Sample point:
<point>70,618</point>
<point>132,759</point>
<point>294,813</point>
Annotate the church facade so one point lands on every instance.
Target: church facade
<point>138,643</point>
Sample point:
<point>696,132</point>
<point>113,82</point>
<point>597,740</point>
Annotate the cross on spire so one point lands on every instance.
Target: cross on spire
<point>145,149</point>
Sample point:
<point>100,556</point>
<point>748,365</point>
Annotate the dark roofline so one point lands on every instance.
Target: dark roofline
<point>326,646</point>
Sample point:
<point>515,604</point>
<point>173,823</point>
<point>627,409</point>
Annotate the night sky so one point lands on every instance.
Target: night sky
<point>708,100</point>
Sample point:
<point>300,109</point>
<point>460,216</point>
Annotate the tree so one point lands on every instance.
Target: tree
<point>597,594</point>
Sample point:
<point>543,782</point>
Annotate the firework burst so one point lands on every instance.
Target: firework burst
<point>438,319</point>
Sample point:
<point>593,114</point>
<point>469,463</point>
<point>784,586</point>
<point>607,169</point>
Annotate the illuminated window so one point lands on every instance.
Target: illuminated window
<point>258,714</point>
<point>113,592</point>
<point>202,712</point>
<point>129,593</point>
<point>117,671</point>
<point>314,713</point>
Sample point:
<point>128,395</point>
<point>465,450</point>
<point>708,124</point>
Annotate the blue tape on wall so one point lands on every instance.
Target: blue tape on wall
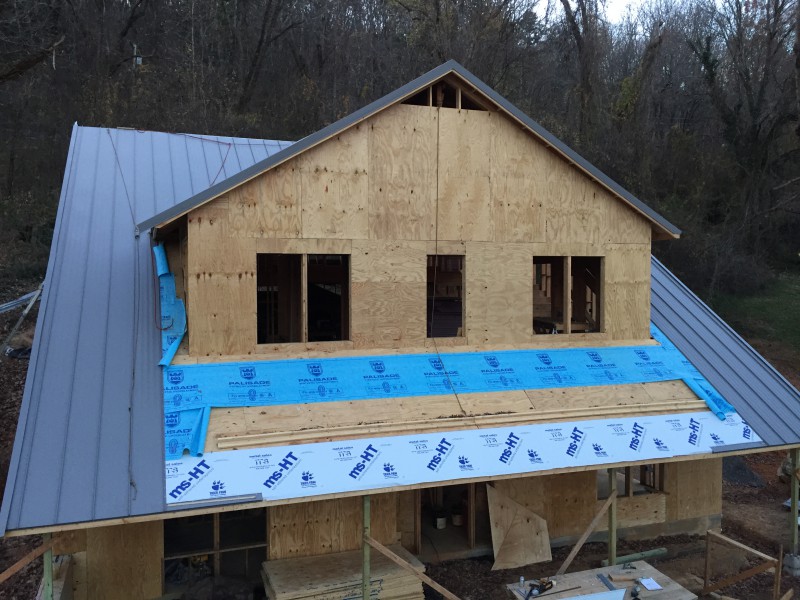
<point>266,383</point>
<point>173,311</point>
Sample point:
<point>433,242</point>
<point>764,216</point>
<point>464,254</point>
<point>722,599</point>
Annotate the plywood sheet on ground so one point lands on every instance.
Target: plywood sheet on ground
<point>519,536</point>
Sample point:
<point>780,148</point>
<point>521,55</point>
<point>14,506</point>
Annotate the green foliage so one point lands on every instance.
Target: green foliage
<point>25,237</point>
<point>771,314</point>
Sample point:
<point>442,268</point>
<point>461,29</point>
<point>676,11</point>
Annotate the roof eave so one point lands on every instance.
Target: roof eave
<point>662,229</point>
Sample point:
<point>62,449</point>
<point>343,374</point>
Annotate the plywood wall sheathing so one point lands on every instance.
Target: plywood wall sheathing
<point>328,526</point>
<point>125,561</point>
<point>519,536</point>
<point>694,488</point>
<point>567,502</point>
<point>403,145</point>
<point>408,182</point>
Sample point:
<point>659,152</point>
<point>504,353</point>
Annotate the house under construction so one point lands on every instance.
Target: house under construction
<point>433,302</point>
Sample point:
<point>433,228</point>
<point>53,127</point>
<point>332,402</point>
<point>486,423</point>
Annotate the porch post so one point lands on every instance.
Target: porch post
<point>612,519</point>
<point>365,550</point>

==================================================

Reproduce every row above word for word, leaving out the pictures.

## [RESPONSE TO THE EXERCISE]
Sample point:
<point>70,618</point>
<point>132,759</point>
<point>294,813</point>
Annotate the church facade so one point lands on every instance.
Target: church facade
<point>138,643</point>
Sample point:
<point>696,132</point>
<point>113,82</point>
<point>597,740</point>
Annotate the cross on spire so one point lands on every instance.
Target: cross on spire
<point>145,149</point>
Sample point:
<point>100,556</point>
<point>748,365</point>
Annotate the dark roofline so one point lands on every instance.
Target: dark roofline
<point>326,646</point>
Sample point:
<point>515,604</point>
<point>173,823</point>
<point>627,409</point>
Annotate the night sky so one point lands on every instance.
Target: night sky
<point>708,100</point>
Sample point:
<point>300,109</point>
<point>460,216</point>
Annotate the tree so one point lands on every instance.
Target: tree
<point>597,594</point>
Sample point:
<point>543,782</point>
Annotate the firework burst so one point lands on every instance.
Target: firework burst
<point>438,319</point>
Sample point:
<point>593,114</point>
<point>469,463</point>
<point>784,586</point>
<point>607,169</point>
Annotate the illuminated window so one point lands on every instance.
Target: illuminated window
<point>258,714</point>
<point>113,592</point>
<point>202,712</point>
<point>129,593</point>
<point>117,671</point>
<point>314,713</point>
Sample point:
<point>128,395</point>
<point>465,450</point>
<point>708,124</point>
Annotate the blue tape on wall so one point lands on every instance.
Target: blue tape on wall
<point>266,383</point>
<point>173,311</point>
Sample point:
<point>433,242</point>
<point>764,216</point>
<point>464,254</point>
<point>722,599</point>
Annotate the plywood sheet on ground so one point lands on every instance.
Target: plywood sheet on ground
<point>519,536</point>
Sample point:
<point>780,148</point>
<point>521,55</point>
<point>14,506</point>
Annotate the green foliage so one point lands on every instance.
Target: green foliage
<point>25,237</point>
<point>771,314</point>
Sample point:
<point>442,268</point>
<point>461,29</point>
<point>676,11</point>
Annotate the roof eave so one point lands on every instance.
Target: roof eave
<point>662,229</point>
Sample point:
<point>62,449</point>
<point>343,374</point>
Annotate the plywood wall sheathing so one point lands on every instance.
Target: plywood wall sheathing
<point>328,526</point>
<point>125,561</point>
<point>519,536</point>
<point>694,488</point>
<point>567,502</point>
<point>403,145</point>
<point>408,182</point>
Sample point:
<point>659,152</point>
<point>504,353</point>
Annotate the house under construction so one point lands on every instance.
Target: house under construction
<point>433,302</point>
Sample point:
<point>433,228</point>
<point>53,127</point>
<point>332,402</point>
<point>486,423</point>
Annotate the porch post so one point lands on every instance.
Target: porch post
<point>612,519</point>
<point>365,550</point>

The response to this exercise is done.